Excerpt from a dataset
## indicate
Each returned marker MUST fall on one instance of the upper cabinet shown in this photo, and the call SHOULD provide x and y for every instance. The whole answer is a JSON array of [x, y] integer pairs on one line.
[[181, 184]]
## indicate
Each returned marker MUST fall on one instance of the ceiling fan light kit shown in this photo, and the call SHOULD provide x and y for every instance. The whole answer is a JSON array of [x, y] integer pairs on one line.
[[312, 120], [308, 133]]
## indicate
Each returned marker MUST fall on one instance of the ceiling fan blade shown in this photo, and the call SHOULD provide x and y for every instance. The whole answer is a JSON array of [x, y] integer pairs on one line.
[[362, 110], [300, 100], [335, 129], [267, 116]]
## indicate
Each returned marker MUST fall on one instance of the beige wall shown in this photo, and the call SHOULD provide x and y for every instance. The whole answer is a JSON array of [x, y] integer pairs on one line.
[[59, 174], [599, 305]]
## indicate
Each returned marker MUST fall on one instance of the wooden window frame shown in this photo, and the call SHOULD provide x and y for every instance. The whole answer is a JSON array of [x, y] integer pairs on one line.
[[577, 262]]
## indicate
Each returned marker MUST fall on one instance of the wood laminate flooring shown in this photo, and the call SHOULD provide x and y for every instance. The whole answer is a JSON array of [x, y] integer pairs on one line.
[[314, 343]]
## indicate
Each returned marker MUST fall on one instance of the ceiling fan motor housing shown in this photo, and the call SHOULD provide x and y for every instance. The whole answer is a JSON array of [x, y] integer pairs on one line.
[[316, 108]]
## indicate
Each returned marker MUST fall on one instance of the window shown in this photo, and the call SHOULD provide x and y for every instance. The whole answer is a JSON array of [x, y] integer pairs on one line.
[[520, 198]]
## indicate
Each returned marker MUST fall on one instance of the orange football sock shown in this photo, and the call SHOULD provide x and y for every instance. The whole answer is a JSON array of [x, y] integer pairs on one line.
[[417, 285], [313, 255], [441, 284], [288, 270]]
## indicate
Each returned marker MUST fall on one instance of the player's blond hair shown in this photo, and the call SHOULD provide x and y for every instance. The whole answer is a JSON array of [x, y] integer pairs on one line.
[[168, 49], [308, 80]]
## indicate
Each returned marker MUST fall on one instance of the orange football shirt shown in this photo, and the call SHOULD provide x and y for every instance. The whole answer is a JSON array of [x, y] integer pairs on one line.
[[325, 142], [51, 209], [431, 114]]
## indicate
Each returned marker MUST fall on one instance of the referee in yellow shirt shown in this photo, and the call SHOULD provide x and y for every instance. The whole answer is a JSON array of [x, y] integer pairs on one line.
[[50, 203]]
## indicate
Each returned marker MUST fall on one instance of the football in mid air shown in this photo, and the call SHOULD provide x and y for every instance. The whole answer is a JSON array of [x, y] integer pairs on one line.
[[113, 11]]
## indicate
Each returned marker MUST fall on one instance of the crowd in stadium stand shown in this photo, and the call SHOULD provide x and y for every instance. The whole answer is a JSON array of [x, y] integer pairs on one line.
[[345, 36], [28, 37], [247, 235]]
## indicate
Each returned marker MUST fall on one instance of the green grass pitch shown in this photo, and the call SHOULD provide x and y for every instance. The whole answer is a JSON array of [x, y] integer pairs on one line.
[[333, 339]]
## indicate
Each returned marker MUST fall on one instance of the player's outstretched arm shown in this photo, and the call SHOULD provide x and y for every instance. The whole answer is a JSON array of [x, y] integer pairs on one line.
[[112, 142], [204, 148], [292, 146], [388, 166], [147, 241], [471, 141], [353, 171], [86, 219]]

**Objective:** Write the complete data out, exactly as above.

**In response:**
## indicate
Each returned marker MUST fall on one instance of the upper cabinet shown in this photo, and the call SHOULD provide x and y for every instance. The whole answer is a JSON array of [x, y] integer pairs on one line.
[[181, 184]]
## indicate
Each returned marker MUST fall on one instance of the ceiling fan light kit shown in this photo, and the call SHOULD provide x and y for every instance. The whole answer is a JSON array of [x, y] integer pairs on one line.
[[312, 120], [308, 133]]
## indicate
Each returned marker MUST fall on one instance of the ceiling fan blade shown in this photo, and the call SHOULD provide x and y for every instance. The whole answer is a JSON array of [x, y] integer pairs on one line.
[[362, 110], [300, 100], [335, 129], [267, 116]]
## indicate
Each returned marker MUST fall on one instance of the beige wall shown in this photo, and the call SHOULD provide x and y for every instance. The whole answer is a JSON array of [x, y] integer pairs on one line.
[[59, 174], [599, 305]]
## indicate
Each returned marker MUST fall on one instance of the wooden window frame shown in this photo, and the call SHOULD provide x and y for every instance. The whole answer is a JSON array of [x, y] integer pairs on one line.
[[577, 262]]
## indicate
Each returned marker MUST fall on one instance of the wood laminate flooring shown in this photo, and the call SHOULD provide x and y for every instance. The whole answer is a JSON array of [x, y] integer pairs on one line.
[[314, 343]]
## indicate
Each returned marker MUST fall on one instance of the ceiling fan motor housing shown in this photo, and the call SHOULD provide x and y for every instance. The whole answer is a JSON array of [x, y] integer pairs on one line.
[[316, 108]]
## indicate
Each returned marker MUST fall on one instance of the window shown in this photo, and the call SHOULD provide x and y for every instance. The whole answer is a JSON array of [x, y] integer pairs on one line.
[[520, 198]]
## indicate
Each returned marker MUST fall on one instance of the orange football sock shown in this photo, and the call SHOULD provide x and y for every instance. The whole answer is a JSON array of [x, y] integer pairs on one line.
[[417, 285], [313, 255], [441, 284], [288, 270]]
## indicate
Each returned marker MUST fall on one instance of the player's blond hair shown in this photo, and the call SHOULD provide x and y for every instance. The whole answer is a JSON array of [x, y] integer pairs on one line.
[[168, 49], [308, 80]]
## indicate
Each returned marker MUST fall on one instance of the orange football shirt shown in this photo, and the call SHOULD provide x and y for every instance. The whole answer is a JSON array of [x, y] integer pairs on one line.
[[325, 142], [51, 209], [431, 114]]
## indicate
Each returned marker MUST fall on one instance of the referee in yellow shirt shown in this photo, and the call SHOULD provide x and y for every instance. The whole answer is a JSON array of [x, y] integer pairs on one line.
[[50, 203]]
## indicate
Each returned marker MUST fall on one instance of the football in mid air shown in this photo, and the call SHOULD provide x and y for every instance. The whole answer is a JSON array of [x, y] integer pairs on one line.
[[113, 11]]
## indicate
Each returned marker MUST fall on one instance of the crowd in stadium stand shown in this photo, and the call SHOULD provide x and y for every instance. The whole answer is a JSON array of [x, y] integer pairs on one line.
[[345, 36], [28, 37], [247, 235]]
## indicate
Each returned marker MUST fall on one instance of the green grass pitch shown in this photo, and the call SHOULD provide x and y for every instance. The whole answer is a JSON array of [x, y] integer pairs on one line.
[[333, 339]]
## indicate
Each returned marker MUST fall on one instance of the player's outstretched arm shown in this photo, and the call SHOULD provide x and y for every instance. The whole answer is a JSON array of [x, y] integer pairs on one line.
[[112, 142], [204, 148], [292, 146], [388, 166], [147, 241], [471, 141], [353, 171], [86, 219]]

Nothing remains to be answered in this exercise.